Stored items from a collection
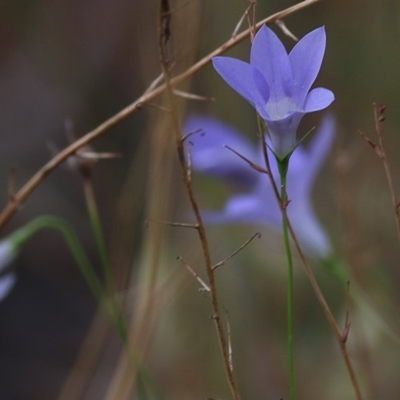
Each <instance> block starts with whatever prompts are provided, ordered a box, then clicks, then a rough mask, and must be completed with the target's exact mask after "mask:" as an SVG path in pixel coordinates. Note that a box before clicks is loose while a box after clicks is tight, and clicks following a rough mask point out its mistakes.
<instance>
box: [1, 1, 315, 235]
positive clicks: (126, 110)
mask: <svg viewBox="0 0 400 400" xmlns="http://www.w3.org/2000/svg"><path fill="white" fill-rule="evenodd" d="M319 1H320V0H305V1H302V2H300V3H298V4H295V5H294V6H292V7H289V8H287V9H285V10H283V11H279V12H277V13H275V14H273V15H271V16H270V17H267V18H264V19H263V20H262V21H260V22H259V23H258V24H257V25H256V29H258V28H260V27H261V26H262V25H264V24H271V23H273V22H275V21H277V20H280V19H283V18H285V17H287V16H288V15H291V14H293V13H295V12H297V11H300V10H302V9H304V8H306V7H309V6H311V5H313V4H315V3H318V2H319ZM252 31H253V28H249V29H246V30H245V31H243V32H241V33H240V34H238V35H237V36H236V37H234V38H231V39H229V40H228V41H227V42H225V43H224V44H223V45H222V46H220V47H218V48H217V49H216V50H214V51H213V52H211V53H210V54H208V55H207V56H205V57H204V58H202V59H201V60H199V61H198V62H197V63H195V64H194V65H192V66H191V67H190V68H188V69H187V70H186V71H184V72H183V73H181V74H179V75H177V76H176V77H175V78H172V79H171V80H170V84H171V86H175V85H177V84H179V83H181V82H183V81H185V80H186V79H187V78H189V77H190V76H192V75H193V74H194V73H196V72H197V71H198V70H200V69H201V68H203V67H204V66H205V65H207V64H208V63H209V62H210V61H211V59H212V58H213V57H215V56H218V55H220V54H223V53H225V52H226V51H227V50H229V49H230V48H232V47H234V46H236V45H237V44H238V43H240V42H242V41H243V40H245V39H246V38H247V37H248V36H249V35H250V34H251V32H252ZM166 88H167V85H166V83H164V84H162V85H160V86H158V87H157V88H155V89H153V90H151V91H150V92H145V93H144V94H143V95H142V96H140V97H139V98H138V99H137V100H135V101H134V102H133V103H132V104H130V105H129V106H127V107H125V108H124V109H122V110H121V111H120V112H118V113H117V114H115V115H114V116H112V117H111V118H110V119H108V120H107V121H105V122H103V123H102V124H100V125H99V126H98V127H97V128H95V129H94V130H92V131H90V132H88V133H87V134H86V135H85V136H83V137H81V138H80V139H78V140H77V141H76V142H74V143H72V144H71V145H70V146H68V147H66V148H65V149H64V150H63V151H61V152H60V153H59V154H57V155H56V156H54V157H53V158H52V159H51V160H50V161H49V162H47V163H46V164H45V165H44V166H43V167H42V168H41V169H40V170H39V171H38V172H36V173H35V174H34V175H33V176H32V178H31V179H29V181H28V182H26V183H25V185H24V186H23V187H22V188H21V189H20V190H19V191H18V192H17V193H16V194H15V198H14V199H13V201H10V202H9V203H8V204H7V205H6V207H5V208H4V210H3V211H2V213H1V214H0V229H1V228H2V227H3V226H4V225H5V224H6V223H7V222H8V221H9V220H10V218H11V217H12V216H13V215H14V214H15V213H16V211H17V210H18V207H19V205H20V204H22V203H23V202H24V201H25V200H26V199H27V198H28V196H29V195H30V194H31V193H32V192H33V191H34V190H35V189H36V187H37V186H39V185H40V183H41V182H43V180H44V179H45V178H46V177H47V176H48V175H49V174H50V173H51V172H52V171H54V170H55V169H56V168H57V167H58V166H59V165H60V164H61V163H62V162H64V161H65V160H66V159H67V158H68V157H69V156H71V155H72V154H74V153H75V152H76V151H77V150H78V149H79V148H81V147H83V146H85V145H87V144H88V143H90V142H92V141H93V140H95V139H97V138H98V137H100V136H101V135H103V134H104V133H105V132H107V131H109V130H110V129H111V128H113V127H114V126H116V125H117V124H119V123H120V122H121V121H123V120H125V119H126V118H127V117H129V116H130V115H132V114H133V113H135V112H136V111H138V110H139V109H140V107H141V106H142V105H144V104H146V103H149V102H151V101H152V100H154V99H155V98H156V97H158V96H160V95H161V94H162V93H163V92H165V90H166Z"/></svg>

---

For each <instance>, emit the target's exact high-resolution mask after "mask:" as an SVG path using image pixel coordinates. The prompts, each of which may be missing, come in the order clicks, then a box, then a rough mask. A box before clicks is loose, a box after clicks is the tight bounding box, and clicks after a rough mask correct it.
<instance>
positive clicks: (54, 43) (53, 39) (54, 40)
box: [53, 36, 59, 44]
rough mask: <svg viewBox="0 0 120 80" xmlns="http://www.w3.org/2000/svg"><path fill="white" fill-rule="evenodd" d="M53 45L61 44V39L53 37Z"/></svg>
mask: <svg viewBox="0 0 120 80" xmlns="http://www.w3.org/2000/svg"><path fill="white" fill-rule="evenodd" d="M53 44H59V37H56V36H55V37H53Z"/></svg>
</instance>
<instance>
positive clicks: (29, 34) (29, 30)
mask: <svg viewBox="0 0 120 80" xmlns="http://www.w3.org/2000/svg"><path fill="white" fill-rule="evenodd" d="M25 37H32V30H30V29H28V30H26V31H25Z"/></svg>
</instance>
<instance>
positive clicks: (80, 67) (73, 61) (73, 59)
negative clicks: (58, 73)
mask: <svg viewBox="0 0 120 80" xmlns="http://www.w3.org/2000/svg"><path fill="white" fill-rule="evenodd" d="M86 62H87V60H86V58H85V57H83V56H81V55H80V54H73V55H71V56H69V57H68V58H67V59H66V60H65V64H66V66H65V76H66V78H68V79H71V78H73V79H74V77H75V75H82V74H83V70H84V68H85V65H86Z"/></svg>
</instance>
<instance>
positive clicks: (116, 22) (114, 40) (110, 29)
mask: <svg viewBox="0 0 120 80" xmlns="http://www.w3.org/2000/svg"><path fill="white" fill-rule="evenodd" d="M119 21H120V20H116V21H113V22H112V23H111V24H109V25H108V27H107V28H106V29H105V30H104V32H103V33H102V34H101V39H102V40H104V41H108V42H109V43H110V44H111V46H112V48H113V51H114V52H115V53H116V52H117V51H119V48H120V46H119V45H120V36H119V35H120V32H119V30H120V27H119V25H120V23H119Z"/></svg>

...

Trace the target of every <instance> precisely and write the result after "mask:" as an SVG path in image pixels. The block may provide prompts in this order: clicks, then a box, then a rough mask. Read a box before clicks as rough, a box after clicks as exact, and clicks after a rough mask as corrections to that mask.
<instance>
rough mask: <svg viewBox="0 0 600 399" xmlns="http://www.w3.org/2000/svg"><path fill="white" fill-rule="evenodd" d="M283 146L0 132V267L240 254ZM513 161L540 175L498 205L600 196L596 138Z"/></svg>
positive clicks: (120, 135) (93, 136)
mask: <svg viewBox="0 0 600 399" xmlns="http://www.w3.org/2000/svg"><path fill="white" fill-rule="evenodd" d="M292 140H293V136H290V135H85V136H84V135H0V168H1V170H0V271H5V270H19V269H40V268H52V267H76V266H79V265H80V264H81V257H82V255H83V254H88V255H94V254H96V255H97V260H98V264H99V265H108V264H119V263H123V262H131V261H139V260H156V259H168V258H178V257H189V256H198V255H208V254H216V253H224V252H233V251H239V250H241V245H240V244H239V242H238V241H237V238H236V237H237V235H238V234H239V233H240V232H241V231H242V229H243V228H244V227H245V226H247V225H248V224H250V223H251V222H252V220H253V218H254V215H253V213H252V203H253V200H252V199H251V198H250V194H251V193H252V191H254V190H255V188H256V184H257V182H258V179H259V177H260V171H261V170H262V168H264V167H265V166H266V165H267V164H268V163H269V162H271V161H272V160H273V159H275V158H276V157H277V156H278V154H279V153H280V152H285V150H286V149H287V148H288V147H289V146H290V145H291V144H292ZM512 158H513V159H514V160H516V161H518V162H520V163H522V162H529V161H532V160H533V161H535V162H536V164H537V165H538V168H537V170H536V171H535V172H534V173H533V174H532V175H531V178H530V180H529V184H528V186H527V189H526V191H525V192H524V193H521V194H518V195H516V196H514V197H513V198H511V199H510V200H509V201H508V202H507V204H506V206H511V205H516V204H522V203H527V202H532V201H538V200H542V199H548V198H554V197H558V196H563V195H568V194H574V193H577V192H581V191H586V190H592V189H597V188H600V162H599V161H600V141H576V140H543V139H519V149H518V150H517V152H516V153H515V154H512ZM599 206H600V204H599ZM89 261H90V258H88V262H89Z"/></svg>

**WHAT IS NEEDED**
Among the records above, repeat exactly the line with "Each <instance> block", the line with "box: [1, 1, 315, 235]", and every line in between, and only those.

**TASK ANSWER**
Each <instance> block starts with whatever prompts are provided, ordered a box, then clicks, then a rough mask, and must be completed with the target's exact mask after "mask:" as an SVG path in pixel coordinates. Note that a box before clicks is loose while a box after clicks is tight, and clicks following a rough mask point out its mistakes.
<instance>
box: [1, 1, 315, 235]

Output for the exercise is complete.